- _Exercise requirements_:
1. From the passage on taxing high earners:
(a) What income figure is named in the opening paragraph?
(b) What share of income earners is said to be in the above $106k a year bracket?
(c) What costs does private spending avoid that government spending carries?
2. Carry on the passage on taxing high earners from its final sentence.

-- start of Text passage --

The economy is suffering a lack of aggregate demand. So few people make more than $106,800 that taxing the hell out of them isn't going to change the overall economy much. The demand they generate is minuscule compared to the other 95% of the country. And we're not talking about taxing the hell out of them.


Govt spending has a multiplier effect, you should be familar with that concept since its repeated so often.

Private spending also has a multiplier effect, but private spending does not have the cost associated with govt taxation, borrowing, and printing. People don't like to hear about that side of the arguement.

While there are few people that are in the above $106k a year income bracket (about 6% of the income earners), they represent an economic impact that far exceeds their numbers. Many of those people are business owners, and one of the best investments for a business owner is their own business. Better than the stock market or bonds because they understand their own company, and are in control. There is an emotional attachment as well.

-- end of Text passage --
-- start of Data --

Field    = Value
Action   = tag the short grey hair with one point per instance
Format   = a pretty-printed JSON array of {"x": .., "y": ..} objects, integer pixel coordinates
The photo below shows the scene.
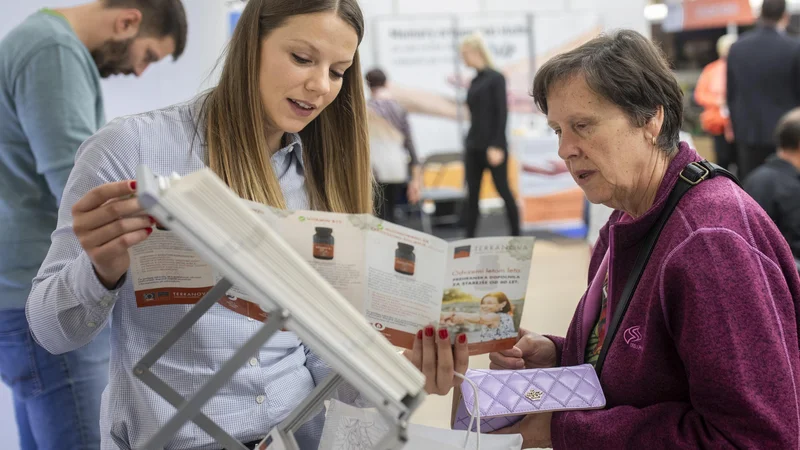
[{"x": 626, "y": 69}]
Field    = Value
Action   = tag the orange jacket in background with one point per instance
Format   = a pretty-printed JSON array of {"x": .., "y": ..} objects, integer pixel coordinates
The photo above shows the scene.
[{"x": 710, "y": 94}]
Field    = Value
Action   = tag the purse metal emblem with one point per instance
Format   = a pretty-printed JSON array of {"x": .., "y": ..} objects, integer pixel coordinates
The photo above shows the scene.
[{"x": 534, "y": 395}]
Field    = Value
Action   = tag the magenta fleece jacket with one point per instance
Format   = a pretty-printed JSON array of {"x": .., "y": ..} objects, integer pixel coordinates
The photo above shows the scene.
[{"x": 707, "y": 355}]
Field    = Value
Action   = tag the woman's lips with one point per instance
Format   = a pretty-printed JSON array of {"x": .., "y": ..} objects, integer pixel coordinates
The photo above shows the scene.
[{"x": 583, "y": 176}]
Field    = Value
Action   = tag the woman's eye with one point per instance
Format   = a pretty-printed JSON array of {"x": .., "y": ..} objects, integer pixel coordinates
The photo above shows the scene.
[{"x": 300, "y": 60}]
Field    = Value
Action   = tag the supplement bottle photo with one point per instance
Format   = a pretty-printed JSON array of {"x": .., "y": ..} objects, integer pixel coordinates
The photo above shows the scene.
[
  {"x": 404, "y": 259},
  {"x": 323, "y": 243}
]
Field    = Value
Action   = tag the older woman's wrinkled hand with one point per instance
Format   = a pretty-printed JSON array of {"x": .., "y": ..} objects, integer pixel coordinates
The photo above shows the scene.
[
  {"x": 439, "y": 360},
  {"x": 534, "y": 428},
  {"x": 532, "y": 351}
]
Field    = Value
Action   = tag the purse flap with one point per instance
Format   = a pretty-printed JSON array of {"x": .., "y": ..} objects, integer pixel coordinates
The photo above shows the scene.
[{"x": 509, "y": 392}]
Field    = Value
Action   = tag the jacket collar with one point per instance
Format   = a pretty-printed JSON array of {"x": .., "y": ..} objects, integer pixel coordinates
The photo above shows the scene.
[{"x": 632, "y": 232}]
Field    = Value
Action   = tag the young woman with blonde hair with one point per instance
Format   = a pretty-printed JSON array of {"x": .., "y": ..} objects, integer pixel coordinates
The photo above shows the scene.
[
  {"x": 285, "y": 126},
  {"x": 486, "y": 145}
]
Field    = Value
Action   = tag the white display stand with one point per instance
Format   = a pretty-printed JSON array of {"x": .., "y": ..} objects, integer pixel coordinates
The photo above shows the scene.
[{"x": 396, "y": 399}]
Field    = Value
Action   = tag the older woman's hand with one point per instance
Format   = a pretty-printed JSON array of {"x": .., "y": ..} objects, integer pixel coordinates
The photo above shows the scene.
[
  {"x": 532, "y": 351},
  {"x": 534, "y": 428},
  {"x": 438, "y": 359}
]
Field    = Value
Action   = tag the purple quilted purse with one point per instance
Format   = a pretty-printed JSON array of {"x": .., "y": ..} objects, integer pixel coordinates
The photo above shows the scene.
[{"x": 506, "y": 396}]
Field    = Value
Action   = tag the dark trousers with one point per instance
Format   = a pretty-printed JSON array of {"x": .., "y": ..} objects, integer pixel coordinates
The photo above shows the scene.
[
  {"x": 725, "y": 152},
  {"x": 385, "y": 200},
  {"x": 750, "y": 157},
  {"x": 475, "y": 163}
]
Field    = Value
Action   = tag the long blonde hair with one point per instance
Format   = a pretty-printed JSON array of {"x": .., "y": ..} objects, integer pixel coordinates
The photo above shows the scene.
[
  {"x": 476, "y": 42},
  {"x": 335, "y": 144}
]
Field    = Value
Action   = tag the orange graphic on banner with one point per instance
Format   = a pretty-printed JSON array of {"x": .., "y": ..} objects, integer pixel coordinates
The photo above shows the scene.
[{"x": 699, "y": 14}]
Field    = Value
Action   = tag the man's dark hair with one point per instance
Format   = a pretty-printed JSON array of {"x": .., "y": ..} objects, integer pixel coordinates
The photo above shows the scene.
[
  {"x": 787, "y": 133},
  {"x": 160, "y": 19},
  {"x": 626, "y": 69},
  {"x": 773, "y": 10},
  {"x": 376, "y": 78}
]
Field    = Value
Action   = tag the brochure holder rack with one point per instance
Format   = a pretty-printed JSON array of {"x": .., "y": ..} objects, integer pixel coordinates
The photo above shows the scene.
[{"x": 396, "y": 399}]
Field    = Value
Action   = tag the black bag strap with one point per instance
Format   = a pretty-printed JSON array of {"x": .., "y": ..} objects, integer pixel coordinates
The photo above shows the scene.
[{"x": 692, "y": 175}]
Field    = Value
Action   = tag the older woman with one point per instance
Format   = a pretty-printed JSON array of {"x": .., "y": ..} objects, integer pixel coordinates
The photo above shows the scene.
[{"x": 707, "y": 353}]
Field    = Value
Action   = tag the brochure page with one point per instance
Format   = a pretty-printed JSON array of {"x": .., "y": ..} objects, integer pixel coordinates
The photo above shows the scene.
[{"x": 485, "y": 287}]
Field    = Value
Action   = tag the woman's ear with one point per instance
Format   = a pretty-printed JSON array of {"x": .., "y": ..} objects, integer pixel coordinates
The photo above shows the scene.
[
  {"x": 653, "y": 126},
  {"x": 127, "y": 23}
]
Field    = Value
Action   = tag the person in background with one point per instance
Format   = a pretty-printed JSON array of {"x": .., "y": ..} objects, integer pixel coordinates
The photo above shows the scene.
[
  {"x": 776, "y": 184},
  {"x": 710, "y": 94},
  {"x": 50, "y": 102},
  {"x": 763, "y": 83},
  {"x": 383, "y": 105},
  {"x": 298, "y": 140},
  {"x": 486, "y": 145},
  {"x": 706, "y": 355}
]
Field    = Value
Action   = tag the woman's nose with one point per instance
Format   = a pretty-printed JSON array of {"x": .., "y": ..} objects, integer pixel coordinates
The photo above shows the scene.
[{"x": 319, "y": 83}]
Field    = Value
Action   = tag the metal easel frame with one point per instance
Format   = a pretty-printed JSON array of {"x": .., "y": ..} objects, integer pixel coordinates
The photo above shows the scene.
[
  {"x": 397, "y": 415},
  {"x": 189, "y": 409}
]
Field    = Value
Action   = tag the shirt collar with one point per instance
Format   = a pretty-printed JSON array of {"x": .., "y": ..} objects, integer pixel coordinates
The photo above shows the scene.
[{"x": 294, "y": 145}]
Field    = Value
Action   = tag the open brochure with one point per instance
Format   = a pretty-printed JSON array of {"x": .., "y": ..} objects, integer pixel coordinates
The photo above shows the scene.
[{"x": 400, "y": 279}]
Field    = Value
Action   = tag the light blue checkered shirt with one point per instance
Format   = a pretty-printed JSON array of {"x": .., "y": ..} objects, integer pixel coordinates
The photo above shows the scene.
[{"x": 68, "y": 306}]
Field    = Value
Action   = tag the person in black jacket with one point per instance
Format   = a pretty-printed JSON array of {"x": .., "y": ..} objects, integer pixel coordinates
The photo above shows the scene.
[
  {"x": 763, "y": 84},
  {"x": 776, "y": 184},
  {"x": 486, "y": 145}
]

-- end of Data --
-- start of Data --

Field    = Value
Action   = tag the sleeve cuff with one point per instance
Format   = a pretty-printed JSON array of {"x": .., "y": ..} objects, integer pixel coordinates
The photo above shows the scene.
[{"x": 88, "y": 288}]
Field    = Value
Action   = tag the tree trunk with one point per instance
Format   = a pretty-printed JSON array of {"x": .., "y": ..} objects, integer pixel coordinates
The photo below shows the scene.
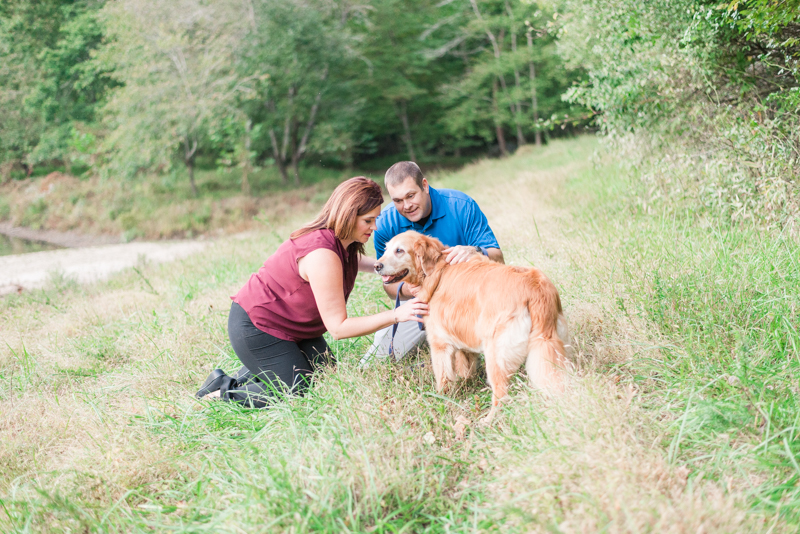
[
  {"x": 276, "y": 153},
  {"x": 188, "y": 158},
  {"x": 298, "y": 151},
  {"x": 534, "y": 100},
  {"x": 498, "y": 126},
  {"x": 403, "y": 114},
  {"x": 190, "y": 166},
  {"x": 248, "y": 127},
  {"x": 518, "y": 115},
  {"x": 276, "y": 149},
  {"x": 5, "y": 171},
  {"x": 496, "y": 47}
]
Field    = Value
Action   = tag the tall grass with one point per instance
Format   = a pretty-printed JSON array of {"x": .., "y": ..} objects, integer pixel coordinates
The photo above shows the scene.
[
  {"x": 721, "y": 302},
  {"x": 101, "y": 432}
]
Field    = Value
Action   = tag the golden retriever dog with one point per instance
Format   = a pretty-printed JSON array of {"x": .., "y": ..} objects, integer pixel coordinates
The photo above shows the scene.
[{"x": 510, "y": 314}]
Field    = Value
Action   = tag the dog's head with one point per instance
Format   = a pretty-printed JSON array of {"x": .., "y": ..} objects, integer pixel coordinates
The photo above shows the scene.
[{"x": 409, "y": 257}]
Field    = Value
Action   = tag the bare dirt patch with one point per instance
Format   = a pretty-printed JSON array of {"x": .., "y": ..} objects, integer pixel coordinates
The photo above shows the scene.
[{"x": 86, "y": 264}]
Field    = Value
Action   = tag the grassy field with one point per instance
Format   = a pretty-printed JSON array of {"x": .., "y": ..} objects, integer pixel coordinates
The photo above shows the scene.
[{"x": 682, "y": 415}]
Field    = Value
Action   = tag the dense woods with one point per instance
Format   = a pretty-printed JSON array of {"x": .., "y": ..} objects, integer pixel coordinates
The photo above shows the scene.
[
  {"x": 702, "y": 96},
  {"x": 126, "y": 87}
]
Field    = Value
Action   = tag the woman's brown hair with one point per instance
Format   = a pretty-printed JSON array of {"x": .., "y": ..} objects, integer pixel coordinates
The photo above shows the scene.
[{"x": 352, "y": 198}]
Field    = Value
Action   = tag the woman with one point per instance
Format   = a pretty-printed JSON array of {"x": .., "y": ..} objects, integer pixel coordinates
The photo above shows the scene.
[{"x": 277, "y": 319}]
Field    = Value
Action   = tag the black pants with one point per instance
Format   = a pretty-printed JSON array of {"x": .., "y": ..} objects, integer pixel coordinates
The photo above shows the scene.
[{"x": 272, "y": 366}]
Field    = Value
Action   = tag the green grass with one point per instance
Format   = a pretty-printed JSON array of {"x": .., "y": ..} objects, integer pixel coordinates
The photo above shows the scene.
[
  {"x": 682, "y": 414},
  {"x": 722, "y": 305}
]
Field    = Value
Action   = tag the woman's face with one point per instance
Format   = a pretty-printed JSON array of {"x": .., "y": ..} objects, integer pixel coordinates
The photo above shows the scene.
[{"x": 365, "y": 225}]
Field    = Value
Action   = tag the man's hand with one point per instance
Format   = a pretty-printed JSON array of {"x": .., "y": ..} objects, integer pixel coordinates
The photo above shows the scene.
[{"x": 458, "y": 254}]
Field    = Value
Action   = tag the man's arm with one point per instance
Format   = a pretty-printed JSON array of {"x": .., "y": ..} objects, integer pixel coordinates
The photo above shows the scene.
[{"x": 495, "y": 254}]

-- end of Data --
-- start of Data --

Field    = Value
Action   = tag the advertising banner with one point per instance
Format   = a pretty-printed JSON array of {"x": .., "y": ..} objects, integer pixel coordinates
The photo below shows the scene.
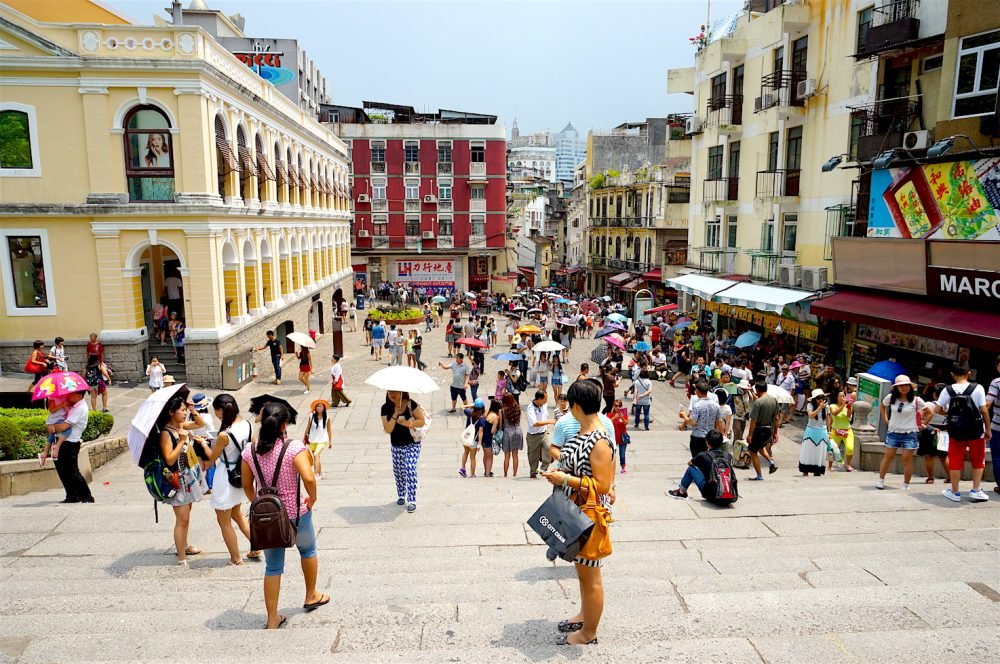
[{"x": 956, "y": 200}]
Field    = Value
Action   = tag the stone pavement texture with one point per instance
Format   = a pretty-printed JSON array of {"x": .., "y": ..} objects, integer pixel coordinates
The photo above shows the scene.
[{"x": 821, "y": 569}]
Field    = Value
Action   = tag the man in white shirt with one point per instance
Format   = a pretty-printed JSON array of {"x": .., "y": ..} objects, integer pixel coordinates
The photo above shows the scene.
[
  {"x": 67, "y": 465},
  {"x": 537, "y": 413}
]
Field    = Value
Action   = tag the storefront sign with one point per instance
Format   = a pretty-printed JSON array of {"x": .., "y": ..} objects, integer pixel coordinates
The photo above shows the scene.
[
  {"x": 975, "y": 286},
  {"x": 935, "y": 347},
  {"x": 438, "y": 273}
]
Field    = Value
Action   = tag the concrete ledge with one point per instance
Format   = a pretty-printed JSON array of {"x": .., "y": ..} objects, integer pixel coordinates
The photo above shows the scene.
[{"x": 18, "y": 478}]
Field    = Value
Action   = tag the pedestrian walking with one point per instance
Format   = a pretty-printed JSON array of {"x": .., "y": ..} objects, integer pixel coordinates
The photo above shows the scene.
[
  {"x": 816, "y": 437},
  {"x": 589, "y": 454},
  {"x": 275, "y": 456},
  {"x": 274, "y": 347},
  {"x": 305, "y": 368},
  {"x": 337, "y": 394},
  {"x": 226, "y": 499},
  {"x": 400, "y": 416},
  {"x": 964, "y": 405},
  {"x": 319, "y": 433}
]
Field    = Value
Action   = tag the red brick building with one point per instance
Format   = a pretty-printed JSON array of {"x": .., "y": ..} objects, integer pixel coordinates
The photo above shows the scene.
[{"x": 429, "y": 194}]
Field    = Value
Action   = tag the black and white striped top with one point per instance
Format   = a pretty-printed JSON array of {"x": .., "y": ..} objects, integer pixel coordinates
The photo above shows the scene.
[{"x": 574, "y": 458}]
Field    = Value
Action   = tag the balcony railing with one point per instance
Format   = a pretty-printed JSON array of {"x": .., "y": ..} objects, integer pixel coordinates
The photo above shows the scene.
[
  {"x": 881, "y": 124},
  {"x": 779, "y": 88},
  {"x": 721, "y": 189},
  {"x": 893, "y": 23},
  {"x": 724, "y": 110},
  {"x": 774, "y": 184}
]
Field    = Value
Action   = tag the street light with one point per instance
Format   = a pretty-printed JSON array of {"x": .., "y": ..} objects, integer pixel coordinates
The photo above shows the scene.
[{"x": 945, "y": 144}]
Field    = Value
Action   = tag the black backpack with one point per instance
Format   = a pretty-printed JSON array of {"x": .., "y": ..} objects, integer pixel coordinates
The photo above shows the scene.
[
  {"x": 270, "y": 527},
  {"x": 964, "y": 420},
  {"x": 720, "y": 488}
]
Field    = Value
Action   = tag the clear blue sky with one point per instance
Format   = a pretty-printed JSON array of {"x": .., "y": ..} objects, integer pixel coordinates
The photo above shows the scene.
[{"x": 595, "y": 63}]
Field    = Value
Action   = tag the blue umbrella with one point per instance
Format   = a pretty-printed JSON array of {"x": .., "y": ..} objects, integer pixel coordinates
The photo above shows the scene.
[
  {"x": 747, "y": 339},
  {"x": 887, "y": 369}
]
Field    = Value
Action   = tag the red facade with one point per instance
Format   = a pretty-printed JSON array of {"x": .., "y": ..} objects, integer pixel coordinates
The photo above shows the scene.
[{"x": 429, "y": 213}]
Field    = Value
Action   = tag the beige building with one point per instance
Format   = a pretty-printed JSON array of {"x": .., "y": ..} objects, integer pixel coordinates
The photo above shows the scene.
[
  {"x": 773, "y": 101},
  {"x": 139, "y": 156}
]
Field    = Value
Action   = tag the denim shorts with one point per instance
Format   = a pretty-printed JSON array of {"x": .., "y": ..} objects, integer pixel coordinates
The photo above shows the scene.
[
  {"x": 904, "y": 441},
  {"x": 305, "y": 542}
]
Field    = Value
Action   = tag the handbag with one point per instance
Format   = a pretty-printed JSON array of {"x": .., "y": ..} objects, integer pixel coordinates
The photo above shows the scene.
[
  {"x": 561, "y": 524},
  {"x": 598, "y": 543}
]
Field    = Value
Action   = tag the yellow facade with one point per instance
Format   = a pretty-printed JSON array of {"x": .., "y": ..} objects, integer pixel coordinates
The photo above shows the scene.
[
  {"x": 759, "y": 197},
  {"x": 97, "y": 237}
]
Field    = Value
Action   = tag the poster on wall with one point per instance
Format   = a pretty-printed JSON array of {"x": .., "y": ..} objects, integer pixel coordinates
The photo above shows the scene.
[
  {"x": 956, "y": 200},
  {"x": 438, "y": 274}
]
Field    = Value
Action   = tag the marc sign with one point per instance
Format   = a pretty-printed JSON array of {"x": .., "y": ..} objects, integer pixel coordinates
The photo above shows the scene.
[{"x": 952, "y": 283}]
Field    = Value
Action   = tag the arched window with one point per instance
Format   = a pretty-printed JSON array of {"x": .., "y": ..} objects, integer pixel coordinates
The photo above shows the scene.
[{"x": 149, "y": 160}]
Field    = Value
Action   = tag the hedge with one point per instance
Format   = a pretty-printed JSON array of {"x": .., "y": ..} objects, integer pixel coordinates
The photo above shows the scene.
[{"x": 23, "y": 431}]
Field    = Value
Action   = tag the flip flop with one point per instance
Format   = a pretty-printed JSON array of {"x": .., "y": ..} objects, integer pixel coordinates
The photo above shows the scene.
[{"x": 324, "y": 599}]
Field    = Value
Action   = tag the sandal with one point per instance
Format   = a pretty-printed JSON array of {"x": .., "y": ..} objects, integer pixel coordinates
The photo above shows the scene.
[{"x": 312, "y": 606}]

-- end of Data --

- _Task responses_:
1.
(a) $106,800
(b) About 6%
(c) The costs associated with government taxation, borrowing, and printing.

2.
"And SS is a scam because the lockbox is full of IOU's that require the nation to borrow money to repay."

Just like we have to borrow to repay the debt that was run up under all previous presidents. It's only an issue if there's a massive surge of debt that the market is not willing to cover. That doesn't happen with the SS trust fund, because the money is paid out in a relatively slow trickle.

"The day of borrowing is almost over."

This is pure bullshit. There are countries with far worse debt situations (ex: Japan) which can still borrow at 2-3%. We are borrowing at 2-3%. Inflation-protected bonds are actually paying a _NEGATIVE_ interest rate. The invisible bond vigilantes will not appear any more than Jesus or Santa..

See post #14

And FYI, the inflation numbers as calculated by the govt are unreliable. The govt has a strong incentive to keep the inflation number (CPI calculation) low in order to keep COLA low which reduces social security payments, military paychecks, and yes even your inflation protected bonds. CPI is also in many union agreements, so it keeps union payrolls down a bit.

There has been no COLA for social security for the past 2 years because the govt claims inflation is so low that COLA was not triggered. Do you really believe the cost of living has not increased over the past 2 years? What does your trip to the grocery store or to the gas station tell you?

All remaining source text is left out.